**What to work on**
1. Repeat this part of the blast-injury passage word for word, starting at "Better brain simulations" and ending at "of military veterans.".
2. Answer these from the blast-injury passage:
(a) Where does David Moore work?
(b) Which laboratory's study suggested the helmet could enhance traumatic brain injuries?
(c) Which helmet did the researchers simulate in detail?

**Selected text**
——————
When a roadside bomb blast hits an unprotected face, the pressure and the shear waves can squeeze the brain out of shape and cause tiny tears that disrupt brain connections built up over a lifetime. MIT's rocket scientists have teamed up with a brain-injury expert in the military to show that a face shield could block much of the blast waves, boosting protection for U.S. soldiers.
"There's a passageway through those soft tissues directly into the brain tissue, without having to go through bone or anything hard," said Raul Radovitzky, an aeronautical engineer at the Massachusetts Institute of Technology.
Radovitzky and his colleagues also found that while existing Army helmets may not offer much protection against a frontal blast, wearing the helmet cannot harm a soldier's brain. That finding challenges a study by Lawrence Livermore National Laboratory earlier this year that suggested the helmet could enhance traumatic brain injuries by amplifying the blast waves.
Better brain simulations
The MIT researchers built a sophisticated brain simulation by using a real person's brain scans. They also worked with David Moore, a leading neurologist at Walter Reed Army Medical Center in Washington, who studies brain injuries of military veterans.
"Teaming up with the physician was very important," Radovitzky told LiveScience. "We're very good at digital reconstruction of geometry of the brain structures, and Dr. Moore helped us define all that."
The MIT simulation included details beyond the skull, such as spinal fluid, sinuses, eyes, gray and white brain matter, and many of the brain's internal structures. The researchers also simulated the Army's Advanced Combat Helmet (which its soldiers now wear) in detail.
——————
**Provided information**

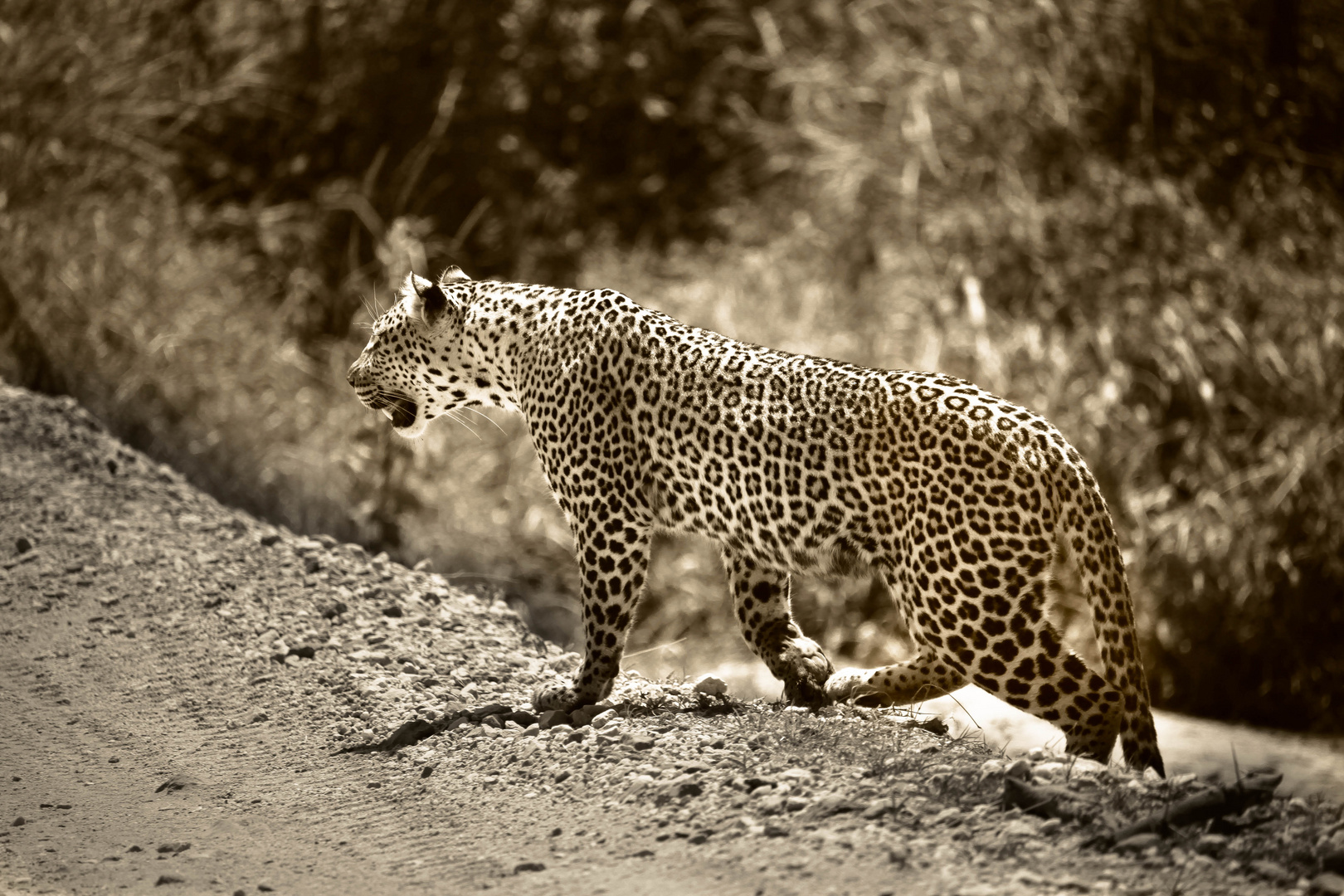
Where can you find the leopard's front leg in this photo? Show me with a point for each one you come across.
(613, 563)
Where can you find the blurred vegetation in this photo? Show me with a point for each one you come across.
(1120, 212)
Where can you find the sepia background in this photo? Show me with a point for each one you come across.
(1122, 214)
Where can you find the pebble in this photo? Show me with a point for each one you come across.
(1137, 844)
(1328, 884)
(1272, 871)
(1211, 845)
(711, 685)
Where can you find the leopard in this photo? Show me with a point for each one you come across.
(957, 500)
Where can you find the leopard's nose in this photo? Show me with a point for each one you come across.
(357, 377)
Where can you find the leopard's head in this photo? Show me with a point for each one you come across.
(413, 367)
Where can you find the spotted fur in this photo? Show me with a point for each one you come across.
(957, 499)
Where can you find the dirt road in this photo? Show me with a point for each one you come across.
(177, 681)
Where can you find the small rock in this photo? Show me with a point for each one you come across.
(1211, 845)
(553, 718)
(1137, 844)
(1272, 871)
(711, 685)
(1328, 884)
(637, 740)
(877, 809)
(1020, 828)
(951, 816)
(489, 709)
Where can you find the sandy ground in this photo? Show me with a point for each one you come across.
(177, 681)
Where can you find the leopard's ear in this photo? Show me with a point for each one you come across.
(427, 299)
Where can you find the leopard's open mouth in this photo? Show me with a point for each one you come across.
(398, 409)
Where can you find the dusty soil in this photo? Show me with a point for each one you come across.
(178, 683)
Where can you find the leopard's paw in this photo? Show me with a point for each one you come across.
(806, 672)
(850, 684)
(557, 694)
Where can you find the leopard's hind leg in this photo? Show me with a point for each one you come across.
(1003, 642)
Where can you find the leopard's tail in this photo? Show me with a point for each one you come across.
(1089, 536)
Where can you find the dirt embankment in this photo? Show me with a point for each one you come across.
(177, 681)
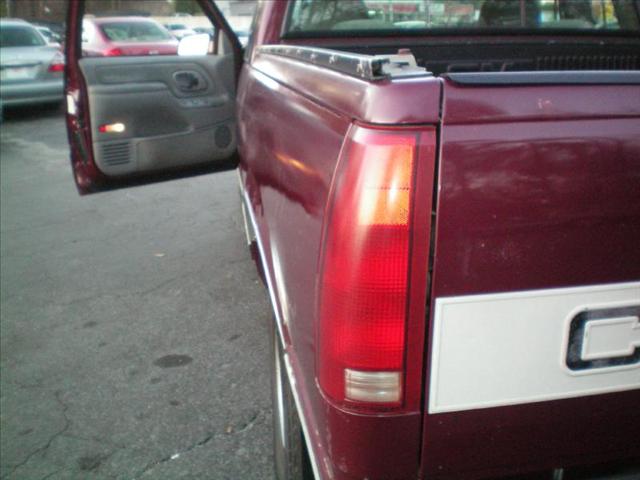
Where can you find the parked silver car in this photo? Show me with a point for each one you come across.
(31, 70)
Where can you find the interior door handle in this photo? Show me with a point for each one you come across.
(189, 81)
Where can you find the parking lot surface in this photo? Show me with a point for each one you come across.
(134, 328)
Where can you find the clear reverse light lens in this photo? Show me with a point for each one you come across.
(372, 387)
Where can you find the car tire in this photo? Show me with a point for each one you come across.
(289, 448)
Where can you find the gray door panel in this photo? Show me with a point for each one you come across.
(176, 111)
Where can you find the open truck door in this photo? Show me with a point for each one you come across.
(137, 115)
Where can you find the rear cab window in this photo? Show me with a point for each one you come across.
(20, 36)
(329, 17)
(142, 28)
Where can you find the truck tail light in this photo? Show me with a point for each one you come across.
(364, 282)
(114, 52)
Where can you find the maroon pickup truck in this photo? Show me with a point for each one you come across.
(443, 198)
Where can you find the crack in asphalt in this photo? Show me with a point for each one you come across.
(67, 424)
(150, 466)
(246, 426)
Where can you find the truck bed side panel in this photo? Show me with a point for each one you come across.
(539, 194)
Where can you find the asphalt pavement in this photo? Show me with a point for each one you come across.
(134, 327)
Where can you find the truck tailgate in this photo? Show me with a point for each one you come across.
(534, 348)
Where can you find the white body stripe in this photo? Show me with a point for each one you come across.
(510, 348)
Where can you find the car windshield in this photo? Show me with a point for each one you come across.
(19, 36)
(329, 16)
(134, 32)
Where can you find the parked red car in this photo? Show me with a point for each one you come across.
(445, 205)
(126, 36)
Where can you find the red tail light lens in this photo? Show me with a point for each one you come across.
(365, 270)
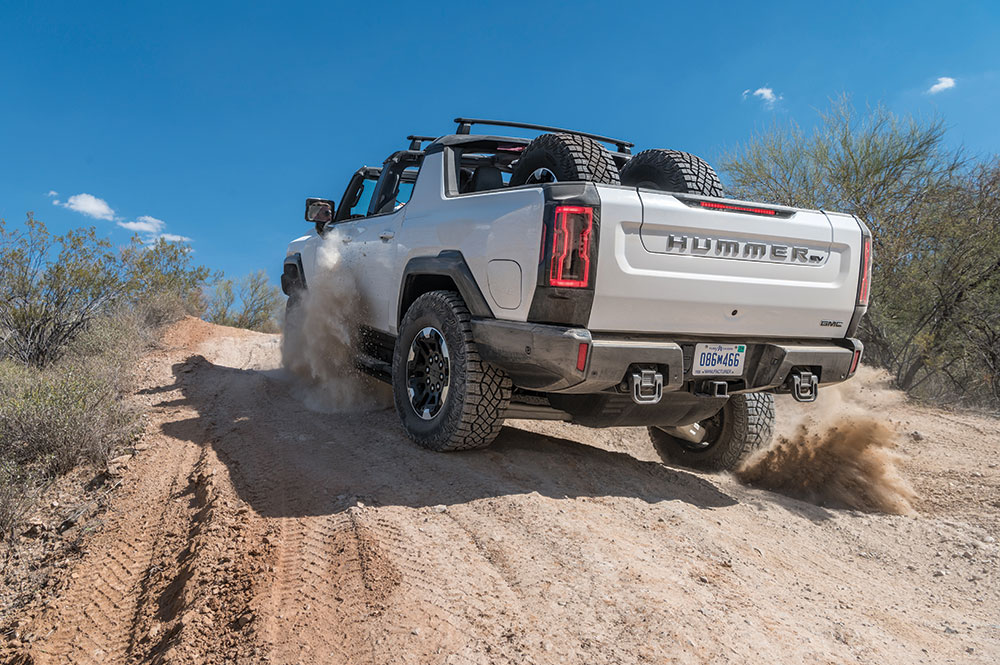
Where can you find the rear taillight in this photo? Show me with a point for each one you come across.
(753, 210)
(570, 264)
(866, 271)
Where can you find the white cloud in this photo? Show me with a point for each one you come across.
(152, 229)
(144, 224)
(944, 82)
(89, 205)
(170, 237)
(767, 96)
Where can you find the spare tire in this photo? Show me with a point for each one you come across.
(562, 158)
(671, 171)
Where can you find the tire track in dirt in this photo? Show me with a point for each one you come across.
(284, 535)
(94, 620)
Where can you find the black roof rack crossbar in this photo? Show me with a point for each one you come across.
(416, 140)
(465, 127)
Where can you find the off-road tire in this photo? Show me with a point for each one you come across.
(671, 171)
(478, 394)
(747, 426)
(569, 157)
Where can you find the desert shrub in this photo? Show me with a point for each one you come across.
(53, 419)
(258, 301)
(935, 221)
(162, 281)
(50, 289)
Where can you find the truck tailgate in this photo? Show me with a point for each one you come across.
(670, 266)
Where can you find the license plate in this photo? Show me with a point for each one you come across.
(718, 359)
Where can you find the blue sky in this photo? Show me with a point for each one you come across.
(214, 120)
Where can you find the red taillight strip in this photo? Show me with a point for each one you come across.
(866, 271)
(561, 249)
(725, 206)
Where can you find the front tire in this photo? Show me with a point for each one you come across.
(744, 425)
(447, 397)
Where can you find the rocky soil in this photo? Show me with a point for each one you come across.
(259, 523)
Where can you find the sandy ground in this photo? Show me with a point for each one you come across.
(257, 527)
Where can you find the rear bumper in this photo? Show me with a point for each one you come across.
(544, 358)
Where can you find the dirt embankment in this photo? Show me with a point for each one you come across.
(260, 527)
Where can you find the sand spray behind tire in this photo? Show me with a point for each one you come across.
(318, 345)
(838, 451)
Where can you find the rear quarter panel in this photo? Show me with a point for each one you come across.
(504, 225)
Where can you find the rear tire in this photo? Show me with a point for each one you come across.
(745, 425)
(671, 171)
(564, 158)
(447, 397)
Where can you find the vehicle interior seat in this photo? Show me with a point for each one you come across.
(484, 179)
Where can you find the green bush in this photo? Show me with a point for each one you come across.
(935, 220)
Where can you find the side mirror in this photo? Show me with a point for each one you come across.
(319, 211)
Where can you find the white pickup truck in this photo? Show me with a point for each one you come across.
(553, 278)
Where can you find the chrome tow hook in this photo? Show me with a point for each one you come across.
(804, 385)
(647, 386)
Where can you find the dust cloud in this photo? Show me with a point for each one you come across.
(320, 337)
(836, 452)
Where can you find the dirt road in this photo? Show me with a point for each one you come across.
(257, 529)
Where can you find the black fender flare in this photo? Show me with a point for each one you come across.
(448, 263)
(292, 276)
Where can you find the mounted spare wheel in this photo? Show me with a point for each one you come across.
(564, 158)
(671, 171)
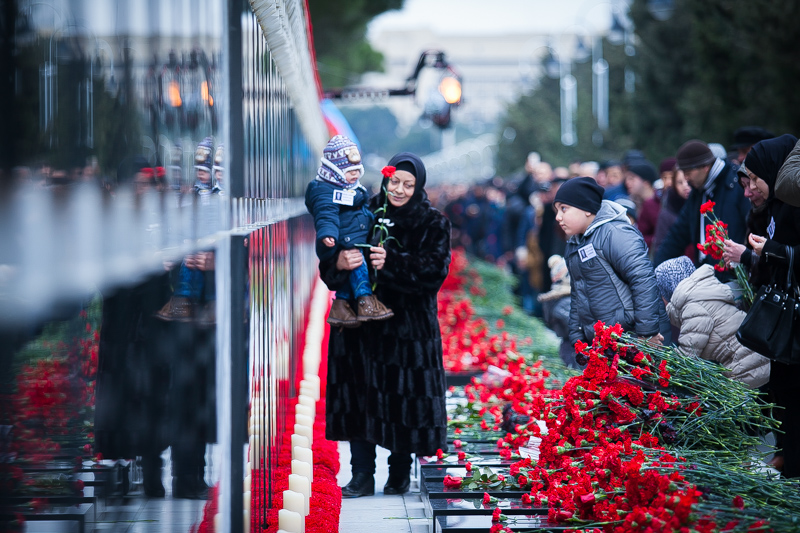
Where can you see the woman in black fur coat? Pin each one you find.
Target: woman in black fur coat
(386, 381)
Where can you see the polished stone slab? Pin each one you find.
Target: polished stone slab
(475, 506)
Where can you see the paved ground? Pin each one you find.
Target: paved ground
(379, 513)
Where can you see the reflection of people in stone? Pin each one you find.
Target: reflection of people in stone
(133, 370)
(194, 297)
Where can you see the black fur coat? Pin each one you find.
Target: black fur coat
(386, 381)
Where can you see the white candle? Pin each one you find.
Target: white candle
(300, 484)
(305, 431)
(294, 501)
(303, 454)
(306, 400)
(300, 440)
(290, 521)
(304, 410)
(302, 468)
(304, 420)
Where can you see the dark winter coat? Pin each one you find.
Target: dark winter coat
(347, 224)
(155, 379)
(386, 381)
(618, 285)
(731, 207)
(670, 207)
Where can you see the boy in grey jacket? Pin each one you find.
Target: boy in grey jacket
(612, 278)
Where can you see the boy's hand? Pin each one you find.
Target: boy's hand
(757, 242)
(377, 257)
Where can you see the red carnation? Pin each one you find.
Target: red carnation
(705, 208)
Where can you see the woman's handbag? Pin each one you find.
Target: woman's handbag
(772, 326)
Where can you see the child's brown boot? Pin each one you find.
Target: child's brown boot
(342, 315)
(370, 308)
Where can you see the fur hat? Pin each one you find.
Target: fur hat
(203, 155)
(670, 273)
(340, 156)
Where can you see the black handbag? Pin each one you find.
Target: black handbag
(772, 326)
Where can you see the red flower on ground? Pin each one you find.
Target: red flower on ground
(707, 207)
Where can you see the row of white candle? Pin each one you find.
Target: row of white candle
(296, 500)
(291, 519)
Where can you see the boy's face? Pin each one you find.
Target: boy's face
(351, 176)
(572, 220)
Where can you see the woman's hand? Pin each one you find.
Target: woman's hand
(655, 340)
(349, 259)
(377, 257)
(757, 242)
(732, 252)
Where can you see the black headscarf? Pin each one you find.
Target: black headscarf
(419, 200)
(766, 158)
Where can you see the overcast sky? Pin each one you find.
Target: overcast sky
(497, 16)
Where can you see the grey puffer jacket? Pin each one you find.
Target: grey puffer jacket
(704, 310)
(787, 186)
(613, 279)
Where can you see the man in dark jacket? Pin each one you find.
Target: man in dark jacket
(711, 179)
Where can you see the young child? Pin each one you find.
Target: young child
(705, 311)
(612, 279)
(338, 203)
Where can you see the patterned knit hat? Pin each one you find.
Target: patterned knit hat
(340, 156)
(203, 155)
(670, 273)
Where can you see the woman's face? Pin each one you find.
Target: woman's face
(400, 188)
(682, 186)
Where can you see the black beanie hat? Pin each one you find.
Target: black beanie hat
(693, 154)
(583, 193)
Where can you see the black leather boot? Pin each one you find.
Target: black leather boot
(362, 484)
(397, 483)
(151, 476)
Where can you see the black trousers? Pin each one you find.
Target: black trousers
(783, 382)
(362, 459)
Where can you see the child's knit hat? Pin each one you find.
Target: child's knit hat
(670, 273)
(340, 156)
(583, 193)
(203, 159)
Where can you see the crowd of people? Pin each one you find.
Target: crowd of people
(625, 242)
(618, 242)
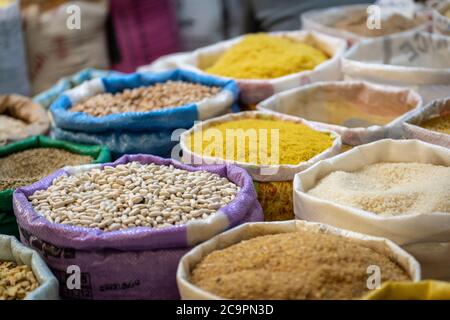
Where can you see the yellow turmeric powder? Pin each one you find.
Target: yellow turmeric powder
(261, 56)
(260, 141)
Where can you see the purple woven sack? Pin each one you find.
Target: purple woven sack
(136, 263)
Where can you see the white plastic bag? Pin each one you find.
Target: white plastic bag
(417, 60)
(425, 236)
(189, 291)
(13, 250)
(254, 91)
(359, 111)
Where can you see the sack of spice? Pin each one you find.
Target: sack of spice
(24, 274)
(137, 113)
(295, 260)
(29, 160)
(417, 60)
(47, 97)
(431, 124)
(350, 22)
(359, 111)
(21, 118)
(141, 208)
(264, 64)
(396, 189)
(271, 147)
(422, 290)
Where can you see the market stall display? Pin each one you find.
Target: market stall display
(397, 189)
(271, 261)
(359, 111)
(27, 161)
(271, 147)
(155, 245)
(23, 273)
(140, 131)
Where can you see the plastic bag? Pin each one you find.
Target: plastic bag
(13, 66)
(104, 257)
(417, 60)
(189, 291)
(138, 132)
(13, 250)
(254, 91)
(8, 223)
(412, 129)
(34, 117)
(425, 236)
(359, 111)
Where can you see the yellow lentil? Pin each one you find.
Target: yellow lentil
(439, 124)
(261, 56)
(295, 143)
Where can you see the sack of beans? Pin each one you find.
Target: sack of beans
(137, 113)
(396, 189)
(264, 64)
(271, 147)
(21, 118)
(292, 260)
(359, 111)
(47, 97)
(23, 273)
(350, 22)
(27, 161)
(431, 124)
(141, 208)
(417, 60)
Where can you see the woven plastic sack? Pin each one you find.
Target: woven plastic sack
(254, 91)
(13, 67)
(273, 182)
(412, 129)
(22, 108)
(136, 263)
(359, 111)
(47, 97)
(423, 290)
(8, 223)
(13, 250)
(425, 236)
(417, 60)
(138, 132)
(189, 291)
(323, 20)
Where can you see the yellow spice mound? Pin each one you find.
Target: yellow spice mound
(260, 141)
(260, 56)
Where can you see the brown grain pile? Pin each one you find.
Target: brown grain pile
(26, 167)
(296, 265)
(158, 96)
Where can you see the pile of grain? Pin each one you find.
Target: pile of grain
(297, 265)
(389, 189)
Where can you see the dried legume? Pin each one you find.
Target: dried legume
(389, 189)
(26, 167)
(16, 280)
(158, 96)
(133, 195)
(296, 265)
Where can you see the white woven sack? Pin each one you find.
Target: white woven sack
(426, 236)
(283, 172)
(189, 291)
(13, 250)
(253, 90)
(349, 108)
(417, 60)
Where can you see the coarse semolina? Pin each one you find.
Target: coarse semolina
(262, 56)
(295, 265)
(389, 189)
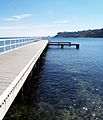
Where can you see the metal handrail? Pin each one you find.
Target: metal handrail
(13, 43)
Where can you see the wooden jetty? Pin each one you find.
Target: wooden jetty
(62, 44)
(15, 66)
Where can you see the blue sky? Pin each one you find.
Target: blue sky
(47, 17)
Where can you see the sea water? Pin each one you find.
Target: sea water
(69, 85)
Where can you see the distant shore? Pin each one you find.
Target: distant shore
(96, 33)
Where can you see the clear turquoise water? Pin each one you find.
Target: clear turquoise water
(70, 83)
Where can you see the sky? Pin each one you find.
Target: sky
(48, 17)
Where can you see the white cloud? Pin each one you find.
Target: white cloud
(18, 17)
(61, 22)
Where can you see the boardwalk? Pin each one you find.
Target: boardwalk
(14, 69)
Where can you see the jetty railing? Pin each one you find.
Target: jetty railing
(7, 44)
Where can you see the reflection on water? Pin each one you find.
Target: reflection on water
(69, 85)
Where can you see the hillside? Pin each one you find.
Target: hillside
(97, 33)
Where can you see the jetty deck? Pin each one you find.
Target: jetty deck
(15, 67)
(62, 44)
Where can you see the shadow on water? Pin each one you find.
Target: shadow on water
(67, 91)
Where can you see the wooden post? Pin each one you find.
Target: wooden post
(77, 46)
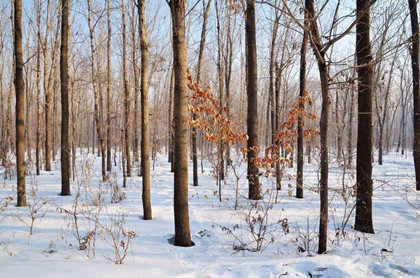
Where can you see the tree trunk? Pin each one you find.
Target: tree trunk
(363, 221)
(137, 142)
(416, 89)
(126, 95)
(108, 91)
(316, 44)
(20, 105)
(252, 111)
(302, 88)
(206, 9)
(220, 146)
(96, 93)
(182, 222)
(38, 92)
(144, 87)
(65, 115)
(350, 132)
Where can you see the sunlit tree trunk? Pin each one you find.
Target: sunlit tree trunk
(182, 222)
(65, 113)
(416, 86)
(302, 88)
(144, 88)
(20, 104)
(364, 221)
(108, 91)
(126, 95)
(252, 111)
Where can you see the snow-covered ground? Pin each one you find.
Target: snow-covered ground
(224, 240)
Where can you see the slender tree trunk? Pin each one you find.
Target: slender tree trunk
(20, 105)
(108, 91)
(364, 221)
(277, 86)
(144, 87)
(65, 114)
(38, 90)
(338, 129)
(206, 9)
(416, 89)
(350, 131)
(126, 95)
(252, 111)
(136, 93)
(316, 44)
(220, 146)
(97, 112)
(182, 222)
(302, 88)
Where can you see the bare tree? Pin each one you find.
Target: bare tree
(416, 86)
(206, 10)
(96, 103)
(126, 94)
(20, 104)
(182, 222)
(38, 91)
(108, 90)
(302, 88)
(144, 88)
(65, 114)
(252, 93)
(364, 221)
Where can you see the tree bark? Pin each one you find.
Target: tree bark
(38, 92)
(126, 95)
(319, 50)
(20, 105)
(97, 112)
(206, 9)
(182, 222)
(252, 110)
(416, 89)
(65, 114)
(302, 88)
(108, 91)
(364, 221)
(144, 88)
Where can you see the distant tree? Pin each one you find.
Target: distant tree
(182, 222)
(412, 4)
(108, 90)
(144, 88)
(302, 88)
(20, 104)
(126, 94)
(252, 93)
(65, 114)
(364, 159)
(206, 9)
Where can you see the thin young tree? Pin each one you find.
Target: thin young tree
(96, 103)
(65, 113)
(38, 92)
(206, 9)
(412, 4)
(254, 192)
(20, 104)
(182, 222)
(126, 94)
(302, 88)
(144, 89)
(108, 89)
(364, 159)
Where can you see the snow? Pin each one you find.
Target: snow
(223, 246)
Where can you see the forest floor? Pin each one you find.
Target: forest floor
(257, 239)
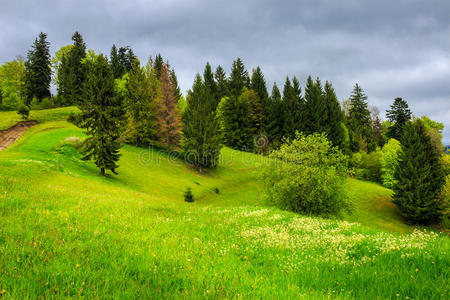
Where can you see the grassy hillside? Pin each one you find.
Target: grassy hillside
(66, 231)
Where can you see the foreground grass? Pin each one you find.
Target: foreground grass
(67, 232)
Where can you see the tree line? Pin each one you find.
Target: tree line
(124, 101)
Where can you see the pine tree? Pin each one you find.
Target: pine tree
(316, 111)
(258, 84)
(419, 176)
(359, 122)
(201, 138)
(289, 109)
(38, 70)
(276, 117)
(114, 61)
(399, 115)
(239, 78)
(236, 125)
(139, 106)
(100, 116)
(209, 82)
(256, 112)
(335, 131)
(168, 114)
(176, 87)
(158, 64)
(221, 83)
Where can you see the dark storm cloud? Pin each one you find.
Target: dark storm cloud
(392, 48)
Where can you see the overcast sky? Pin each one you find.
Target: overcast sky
(397, 48)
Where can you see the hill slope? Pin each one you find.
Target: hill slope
(66, 231)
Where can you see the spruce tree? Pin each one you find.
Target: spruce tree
(201, 135)
(139, 106)
(399, 115)
(419, 176)
(236, 125)
(209, 82)
(100, 116)
(168, 114)
(316, 110)
(335, 130)
(158, 64)
(289, 109)
(238, 78)
(114, 61)
(221, 84)
(276, 117)
(176, 87)
(38, 70)
(258, 84)
(359, 122)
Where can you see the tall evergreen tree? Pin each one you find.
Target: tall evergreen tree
(158, 64)
(359, 122)
(399, 115)
(176, 87)
(168, 114)
(38, 70)
(201, 129)
(335, 117)
(208, 79)
(289, 109)
(114, 61)
(100, 116)
(419, 176)
(236, 125)
(139, 106)
(276, 117)
(239, 78)
(221, 83)
(258, 84)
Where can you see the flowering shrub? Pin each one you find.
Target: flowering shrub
(306, 175)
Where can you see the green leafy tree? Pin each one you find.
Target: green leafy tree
(359, 122)
(38, 70)
(239, 78)
(399, 115)
(100, 116)
(390, 156)
(419, 177)
(306, 175)
(201, 138)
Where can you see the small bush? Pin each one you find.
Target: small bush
(306, 175)
(188, 196)
(23, 111)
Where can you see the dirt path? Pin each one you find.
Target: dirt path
(10, 135)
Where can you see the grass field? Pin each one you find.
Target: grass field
(65, 231)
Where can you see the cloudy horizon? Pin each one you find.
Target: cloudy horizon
(392, 49)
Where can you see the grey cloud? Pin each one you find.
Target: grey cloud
(392, 48)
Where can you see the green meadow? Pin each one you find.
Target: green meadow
(66, 231)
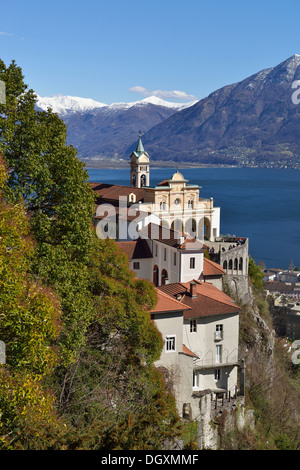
——————
**Solutions to the tasks**
1.
Better brain simulations
The MIT researchers built a sophisticated brain simulation by using a real person's brain scans. They also worked with David Moore, a leading neurologist at Walter Reed Army Medical Center in Washington, who studies brain injuries of military veterans.

2.
(a) Walter Reed Army Medical Center in Washington
(b) Lawrence Livermore National Laboratory
(c) The Army's Advanced Combat Helmet